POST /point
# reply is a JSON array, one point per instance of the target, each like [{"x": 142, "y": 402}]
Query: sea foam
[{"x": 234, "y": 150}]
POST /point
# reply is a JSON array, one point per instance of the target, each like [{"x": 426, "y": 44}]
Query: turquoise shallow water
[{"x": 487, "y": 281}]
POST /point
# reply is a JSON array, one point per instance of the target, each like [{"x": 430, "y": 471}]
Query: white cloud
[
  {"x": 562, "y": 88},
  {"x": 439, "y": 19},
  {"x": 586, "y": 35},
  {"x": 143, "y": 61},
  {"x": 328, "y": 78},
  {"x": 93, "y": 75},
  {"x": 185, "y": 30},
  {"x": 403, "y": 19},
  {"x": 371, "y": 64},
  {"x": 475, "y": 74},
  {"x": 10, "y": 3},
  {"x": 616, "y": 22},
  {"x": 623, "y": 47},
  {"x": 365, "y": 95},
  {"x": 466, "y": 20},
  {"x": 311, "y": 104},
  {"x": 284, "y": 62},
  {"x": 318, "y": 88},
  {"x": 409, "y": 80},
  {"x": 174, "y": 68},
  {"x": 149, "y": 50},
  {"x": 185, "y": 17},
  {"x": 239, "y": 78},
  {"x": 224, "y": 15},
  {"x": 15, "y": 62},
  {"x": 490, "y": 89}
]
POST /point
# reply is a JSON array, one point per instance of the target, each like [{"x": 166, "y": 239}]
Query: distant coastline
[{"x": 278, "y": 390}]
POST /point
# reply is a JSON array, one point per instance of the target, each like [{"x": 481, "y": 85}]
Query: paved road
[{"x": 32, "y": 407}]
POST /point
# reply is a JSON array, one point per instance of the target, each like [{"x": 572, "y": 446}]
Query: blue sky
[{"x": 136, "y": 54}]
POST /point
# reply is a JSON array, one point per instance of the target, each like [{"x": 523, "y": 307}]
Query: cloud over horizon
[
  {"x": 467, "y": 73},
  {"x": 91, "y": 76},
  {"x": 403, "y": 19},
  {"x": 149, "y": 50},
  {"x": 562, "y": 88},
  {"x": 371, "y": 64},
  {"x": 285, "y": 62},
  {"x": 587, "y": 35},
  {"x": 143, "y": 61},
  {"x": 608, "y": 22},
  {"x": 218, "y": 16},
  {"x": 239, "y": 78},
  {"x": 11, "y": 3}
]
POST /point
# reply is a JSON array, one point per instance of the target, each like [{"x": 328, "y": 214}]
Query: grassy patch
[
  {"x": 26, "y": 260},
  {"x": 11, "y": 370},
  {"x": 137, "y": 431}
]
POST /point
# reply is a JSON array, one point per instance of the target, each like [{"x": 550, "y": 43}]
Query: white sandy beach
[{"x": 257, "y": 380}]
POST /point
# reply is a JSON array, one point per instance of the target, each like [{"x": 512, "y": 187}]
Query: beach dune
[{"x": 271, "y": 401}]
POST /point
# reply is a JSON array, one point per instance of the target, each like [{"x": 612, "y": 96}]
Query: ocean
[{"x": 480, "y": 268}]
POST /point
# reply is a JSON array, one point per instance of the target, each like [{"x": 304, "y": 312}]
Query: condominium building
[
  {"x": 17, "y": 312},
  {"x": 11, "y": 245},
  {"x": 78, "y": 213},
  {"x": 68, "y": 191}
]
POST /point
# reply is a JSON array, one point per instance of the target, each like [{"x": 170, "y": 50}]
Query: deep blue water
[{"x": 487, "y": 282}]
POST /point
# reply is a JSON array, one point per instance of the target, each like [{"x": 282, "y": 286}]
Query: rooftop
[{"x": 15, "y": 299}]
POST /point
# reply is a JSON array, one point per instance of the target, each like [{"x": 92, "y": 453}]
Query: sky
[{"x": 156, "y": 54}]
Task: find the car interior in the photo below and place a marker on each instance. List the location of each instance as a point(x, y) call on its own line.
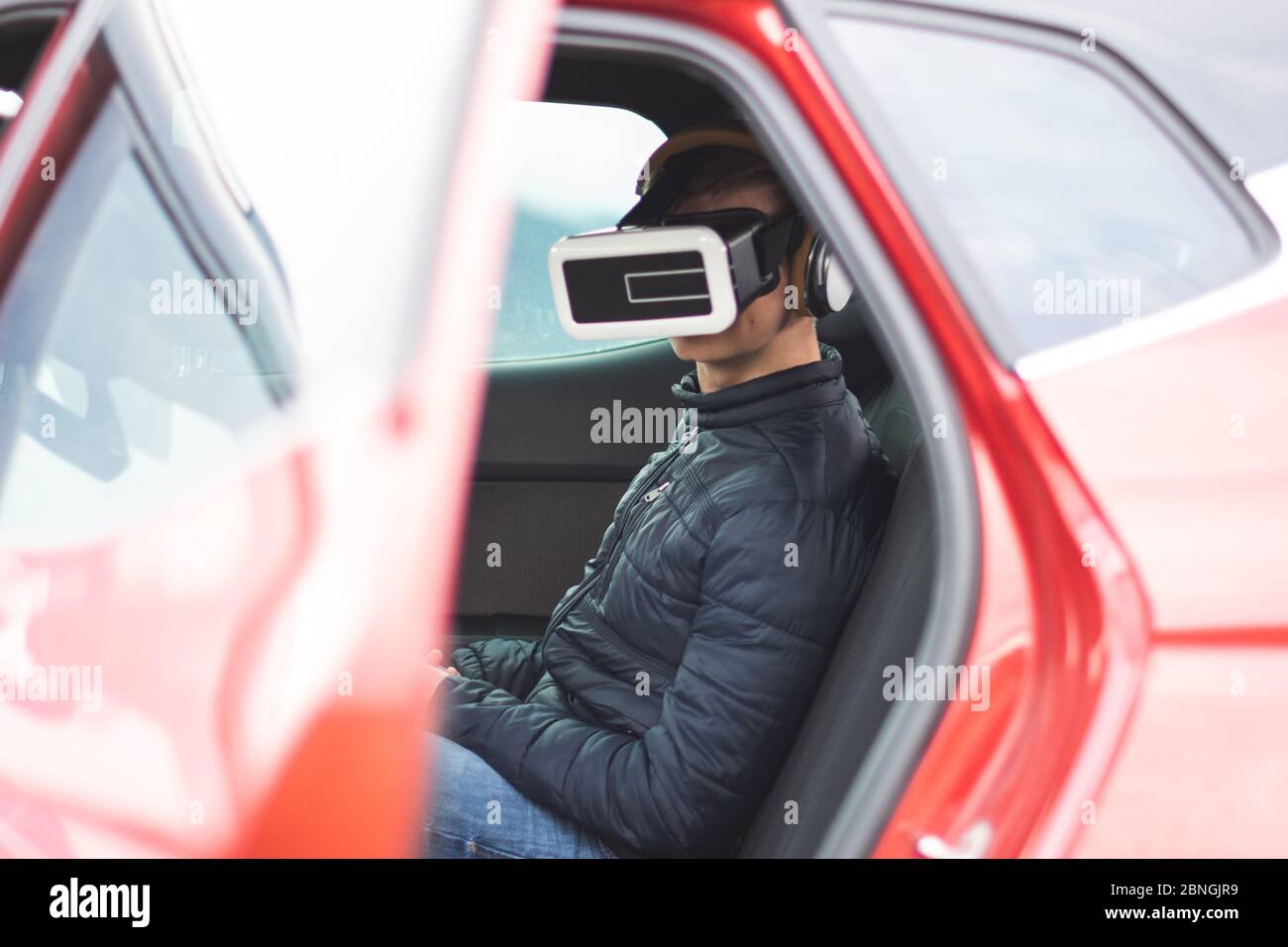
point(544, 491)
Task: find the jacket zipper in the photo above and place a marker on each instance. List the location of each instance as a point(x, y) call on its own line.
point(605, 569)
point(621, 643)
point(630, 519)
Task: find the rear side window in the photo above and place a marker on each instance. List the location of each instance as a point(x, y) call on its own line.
_____
:: What you have to do ::
Exactly as written, please copy out the whole set of records, skipping images.

:: Expected output ::
POST /point
# reply is a JSON array, one point per instance of the target, each like [{"x": 142, "y": 402}]
Query: sea foam
[{"x": 234, "y": 150}]
POST /point
# reply is a JSON array, one point per instance of the target, each like [{"x": 426, "y": 44}]
Query: turquoise shallow water
[{"x": 487, "y": 281}]
POST /point
# reply is a JSON array, one point per instance of the target, each like [{"x": 430, "y": 471}]
Query: white cloud
[
  {"x": 562, "y": 88},
  {"x": 439, "y": 19},
  {"x": 586, "y": 35},
  {"x": 143, "y": 61},
  {"x": 328, "y": 78},
  {"x": 93, "y": 75},
  {"x": 185, "y": 30},
  {"x": 403, "y": 19},
  {"x": 371, "y": 64},
  {"x": 475, "y": 74},
  {"x": 10, "y": 3},
  {"x": 616, "y": 22},
  {"x": 623, "y": 47},
  {"x": 365, "y": 95},
  {"x": 466, "y": 20},
  {"x": 311, "y": 104},
  {"x": 284, "y": 62},
  {"x": 318, "y": 88},
  {"x": 409, "y": 80},
  {"x": 174, "y": 68},
  {"x": 149, "y": 50},
  {"x": 185, "y": 17},
  {"x": 239, "y": 78},
  {"x": 224, "y": 15},
  {"x": 15, "y": 62},
  {"x": 490, "y": 89}
]
POST /point
# reply is a JSON array, one point per instance of the target, each like [{"x": 166, "y": 239}]
Query: distant coastline
[{"x": 278, "y": 390}]
POST /point
# reply is a JSON array, one point per instance of the target, each like [{"x": 481, "y": 85}]
Query: paved road
[{"x": 32, "y": 407}]
POST /point
# reply is a JSON array, one point per instance of the target, each like [{"x": 572, "y": 446}]
Query: blue sky
[{"x": 136, "y": 54}]
POST /point
# reply is a JSON array, one point per instance of the target, each like [{"x": 523, "y": 307}]
Query: cloud over horizon
[
  {"x": 467, "y": 73},
  {"x": 91, "y": 76},
  {"x": 403, "y": 19},
  {"x": 149, "y": 50},
  {"x": 562, "y": 88},
  {"x": 371, "y": 64},
  {"x": 285, "y": 62},
  {"x": 587, "y": 35},
  {"x": 143, "y": 61},
  {"x": 608, "y": 22},
  {"x": 218, "y": 16},
  {"x": 239, "y": 78},
  {"x": 11, "y": 3}
]
POST /point
# reply is a JSON array, one point per instance of the target, each like [{"x": 328, "y": 214}]
Query: grassy patch
[
  {"x": 26, "y": 260},
  {"x": 11, "y": 370},
  {"x": 137, "y": 431}
]
POST /point
# reply is a JSON array, one point per instance of the target, each like [{"x": 550, "y": 43}]
Query: white sandy beach
[{"x": 257, "y": 380}]
POST /point
# reply is a JSON array, one point per instance of the target, each like [{"x": 512, "y": 187}]
Query: beach dune
[{"x": 271, "y": 401}]
POST /point
# reply is a JSON array, one point per instance of the target, each like [{"x": 612, "y": 96}]
Query: ocean
[{"x": 480, "y": 268}]
POST /point
# reply is a JSON array, one point per instance of the target, each like [{"x": 304, "y": 312}]
Query: condominium building
[
  {"x": 17, "y": 312},
  {"x": 11, "y": 245},
  {"x": 78, "y": 213},
  {"x": 68, "y": 191}
]
POST /point
# reply is a JSON array, one point per instance of the target, each like [{"x": 170, "y": 50}]
Query: deep blue water
[{"x": 487, "y": 282}]
POST /point
# reply is a JSON array, one point per instance of the target, each like [{"x": 282, "y": 286}]
Query: rooftop
[{"x": 15, "y": 299}]
POST /point
# reply is a JSON array, one point per instance of the target, each like [{"x": 92, "y": 453}]
Query: sky
[{"x": 156, "y": 54}]
Task: find the car interior in the photo below and place a marker on each instance. List the location of each instance as a point(x, y) call on its own line.
point(544, 491)
Task: find the jacket zipper in the photo above and place a marker on each instance. List the location of each instance as a point(x, y) call on its own line.
point(605, 569)
point(621, 643)
point(630, 519)
Task: find the rear side window in the photo above and place a marker on each instance. List the location of each instance as a point(x, y) call on its own line.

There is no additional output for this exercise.